- _Задания_
1) Ответьте на вопросы по отрывку о Мамлееве:
(a) В чём, по словам автора, сходятся обожатели и хулители Мамлеева?
(b) Какое выражение из «Московского гамбита» приводит журналист Максим Семеляк?
(c) Чьё наследие, согласно отрывку, нашло своих адресатов в кругах, претендующих на интеллектуальную и даже политическую власть?
2) Воспроизведите без изменений часть отрывка о Мамлееве: всё от слов «На страницах этой» и вниз до слов «был крепче некуда.».

Логика этого мира и здравый смысл учат, что верным может быть только одно из этих двух утверждений: либо Мамлеев графоман, либо он гений. Хотел написать: «разрешить это противоречие может только время, которое даст окончательную оценку творчеству Мамлеева», да спохватился — время никому никаких оценок не дает, все оценки в нашем мире дают только люди.
Но в одном обожатели и хулители Мамлеева сходятся: его тексты — это не совсем литература[47].
Случай Мамлеева показателен тем, что он наглядно демонстрирует, что даже самые отважные и решительные некронавты иногда не выдерживают вглядывания в бездну и в итоге, преисполнившись безграничного ужаса, вновь и вновь производят в мир «агрессивные формы пустоты»[48].
Именно эта пустотность стала идеологическим фундаментом наиболее реакционных течений в политике и общественной мысли современного российского государства, просочившись во все его уровни, вплоть до официальной риторики властей и федеральных средств массовой информации[49]. Конечно, велик соблазн возложить ответственность за происходящие в наши дни катастрофы на те или иные ячейки русской интеллигенции, будь то методологи или адепты неоевразийства, но подобные стратегии поиска виновных не выдерживают никакой критики. Тем не менее невозможно отрицать, что наследие Южинского кружка с его воинственным нигилизмом, агрессивно отрицающим собственное нигилистическое начало, нашло своих адресатов в кругах, претендующих на интеллектуальную и даже политическую власть.
На страницах этой книги мы еще не раз обратимся к тому, как психотические методы письма и мышления Мамлеева и других южинцев формировали русскую фрик-политику, в какой-то момент ловко и практически незаметно проникшую в мейнстрим. Пока же ограничусь наблюдением журналиста Максима Семеляка:
У него в «Московском гамбите» есть хорошее выражение — «хозяин похмелья». Это как будто про самого Мамлеева и сказано. В этом смысле ситуация, в которой мы очутились, и есть такое мамлеевское похмелье: одно следует за другим, шатуны бродят по Россиюшке. Похмелье, пожалуй, затянулось, ну так и напиток был крепче некуда.

- _Собранные материалы_
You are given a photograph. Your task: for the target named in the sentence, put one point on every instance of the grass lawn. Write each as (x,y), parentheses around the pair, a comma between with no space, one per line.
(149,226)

- _Ответы_
1)
(a) Они сходятся в том, что его тексты — это не совсем литература.
(b) Он приводит выражение «хозяин похмелья».
(c) Речь идёт о наследии Южинского кружка.

2)
На страницах этой книги мы еще не раз обратимся к тому, как психотические методы письма и мышления Мамлеева и других южинцев формировали русскую фрик-политику, в какой-то момент ловко и практически незаметно проникшую в мейнстрим. Пока же ограничусь наблюдением журналиста Максима Семеляка:
У него в «Московском гамбите» есть хорошее выражение — «хозяин похмелья». Это как будто про самого Мамлеева и сказано. В этом смысле ситуация, в которой мы очутились, и есть такое мамлеевское похмелье: одно следует за другим, шатуны бродят по Россиюшке. Похмелье, пожалуй, затянулось, ну так и напиток был крепче некуда.